#### PAGE EXTRACT:
----

288 lines
18 KiB
TeX
288 lines
18 KiB
TeX
\chapter{Defenses against Tracking}%
|
|
\label{chap:defenses against tracking}
|
|
|
|
The proliferation of tracking across the web has led to the development of a
|
|
myriad of tools that each have their own advantages and disadvantages. Some
|
|
tracking methods can be easily mitigated by changing browser settings or by
|
|
disabling certain technologies. More often than not, these methods not only stop
|
|
or limit tracking but also severely hamper the internet experience for end
|
|
users. Especially some of the more advanced tools require user input to know
|
|
which items to block and which to let through. This in turn requires expertise
|
|
that few regular internet users possess, further complicating defending against
|
|
tracking. This chapter introduces methods and tools that have been proven to be
|
|
effective against tracking on the web. It is split into two parts, with the
|
|
first surveying techniques that can be applied to limit tracking and the second
|
|
presenting tools to managing tracking on the web. The focus lies on defending
|
|
against the methods discussed in chapter~\ref{chap:tracking methods}.
|
|
|
|
\section{Techniques}
|
|
\label{sec:techniques}
|
|
|
|
The aim of this section is to present comparatively simple techniques that a
|
|
user can employ to limit tracking. The benefit of these methods is that they are
|
|
built into modern browsers and therefore do not require specific user knowledge
|
|
of installing any additional tools. Although their implementations vary from
|
|
one browser to another, the basic idea of the underlying functionality remains
|
|
the same.
|
|
|
|
\subsection{Opt-out and Opt-in}
|
|
\label{subsec:opt-out}
|
|
|
|
To opt-out in the context of web tracking means to make use of the possibility
|
|
of turning off data collection by a web site. After the user has opted-out of
|
|
either all data collection or only a subset of all the data that a web site
|
|
collects, an opt-out cookie is set, indicating the user's preference. Whereas
|
|
opting-out generally means that data collection happens by default, opt-in
|
|
requires that data collection is turned off by default. In theory it allows
|
|
users to have fine-grained control over which aspects of their online presence
|
|
they are comfortable with sharing by either opting-out or opting-in (depending
|
|
on how web sites ask for consent). In practice however, the seemingly irrelevant
|
|
difference between those two lead to very different outcomes with respect to the
|
|
amount of users that are tracked.

----

#### ROWS:
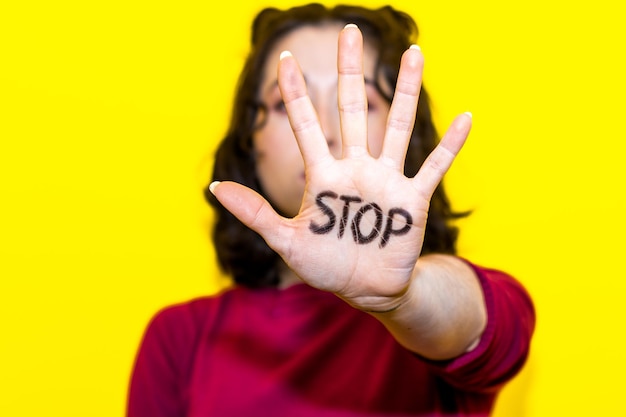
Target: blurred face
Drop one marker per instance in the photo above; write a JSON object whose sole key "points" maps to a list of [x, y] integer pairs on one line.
{"points": [[279, 165]]}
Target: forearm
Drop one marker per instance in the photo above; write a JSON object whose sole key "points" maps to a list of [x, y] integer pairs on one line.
{"points": [[443, 313]]}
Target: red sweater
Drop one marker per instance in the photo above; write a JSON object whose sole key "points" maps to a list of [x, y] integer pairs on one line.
{"points": [[301, 352]]}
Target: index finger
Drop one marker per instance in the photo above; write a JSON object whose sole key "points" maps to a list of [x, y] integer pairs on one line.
{"points": [[302, 115]]}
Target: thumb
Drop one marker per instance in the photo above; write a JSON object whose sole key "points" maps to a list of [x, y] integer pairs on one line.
{"points": [[249, 207]]}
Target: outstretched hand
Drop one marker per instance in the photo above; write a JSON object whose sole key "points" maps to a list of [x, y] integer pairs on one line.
{"points": [[360, 228]]}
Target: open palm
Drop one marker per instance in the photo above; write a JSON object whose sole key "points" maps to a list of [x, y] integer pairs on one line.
{"points": [[360, 229]]}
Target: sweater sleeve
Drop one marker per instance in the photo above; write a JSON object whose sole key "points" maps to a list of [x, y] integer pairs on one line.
{"points": [[505, 343], [160, 378]]}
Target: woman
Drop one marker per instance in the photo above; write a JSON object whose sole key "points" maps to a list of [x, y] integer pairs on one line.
{"points": [[349, 298]]}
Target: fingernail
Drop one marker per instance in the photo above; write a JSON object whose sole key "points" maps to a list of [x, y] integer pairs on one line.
{"points": [[213, 185]]}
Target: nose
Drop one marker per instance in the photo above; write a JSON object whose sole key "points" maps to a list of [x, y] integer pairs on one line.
{"points": [[329, 121]]}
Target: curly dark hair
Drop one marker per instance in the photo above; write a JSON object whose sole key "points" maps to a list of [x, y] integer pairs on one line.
{"points": [[241, 252]]}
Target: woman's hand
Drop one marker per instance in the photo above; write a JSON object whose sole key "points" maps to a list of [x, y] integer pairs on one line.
{"points": [[360, 228]]}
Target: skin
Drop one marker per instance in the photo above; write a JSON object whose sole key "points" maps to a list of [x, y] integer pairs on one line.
{"points": [[433, 305], [279, 163]]}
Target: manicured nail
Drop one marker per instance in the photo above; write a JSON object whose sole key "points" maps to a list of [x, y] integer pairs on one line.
{"points": [[213, 185]]}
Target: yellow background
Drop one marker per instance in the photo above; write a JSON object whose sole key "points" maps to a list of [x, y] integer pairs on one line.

----

#### WRITTEN INSTRUCTION:
Pick up the chapter on defenses against web tracking right after its last sentence, about opting out versus opting in, and continue it in the same style.

#### TASK RESPONSE:
|
|
|
|
For either opt-out or opt-in to work, a web site has to provide an option for
|
|
doing so. Because web sites increasingly use third parties to manage data
|
|
collection on their site, consent or rejection has to be passed to these third
|
|
parties and they have to be willing to accept such a decision. Since the
|
|
European's \gls{GDPR} came into force in 2018, service providers operating in
|
|
the European Union are required to ask users for explicit consent before
|
|
collecting any data, except when that data is absolutely necessary to ensure
|
|
basic functionality. It is not allowed to notify the user that by continuing to
|
|
visit the web site, consent to data collection is given. Furthermore, if consent
|
|
is not given, the web site provider is not allowed to block the user from
|
|
visiting the web site. Even before the \gls{GDPR}, the EU required web sites to
|
|
ask for informed consent via the ePrivacy Directive which came into force in
|
|
2013. \citet{trevisanYearsEUCookie2019} use their tool \emph{CookieCheck} to
|
|
evaluate how many of the surveyed 35.000 sites comply with the legislation put
|
|
forth in the ePrivacy Directive. Their findings indicate that almost half (49\%)
|
|
of the web sites use profiling technologies without consent. Similarly,
|
|
\citet{sanchez-rolaCanOptOut2019a} show that tracking is still prevalent and
|
|
happens already before user consent is given after the \gls{GDPR} has been in
|
|
force for a year. \citet{huCharacterisingThirdParty2019} come to a a similar
|
|
conclusion while only looking at third party tracking: the amount of cookies
|
|
stored on a user's computer has not changed significantly since before the
|
|
\gls{GDPR}. In yet another survey of the top 500 web sites as ranked by Alexa,
|
|
\citet{degelingWeValueYour2019} conclude that the amount of tracking before and
|
|
after the \gls{GDPR} stayed the same and only 37 sites ask for consent before
|
|
storing any cookies.
|
|
|
|
Giving users a choice whether they want to share their personal information or
|
|
not and given that web sites honor such a request, all of the methods discussed
|
|
in chapter~\ref{chap:tracking methods} can be defended against.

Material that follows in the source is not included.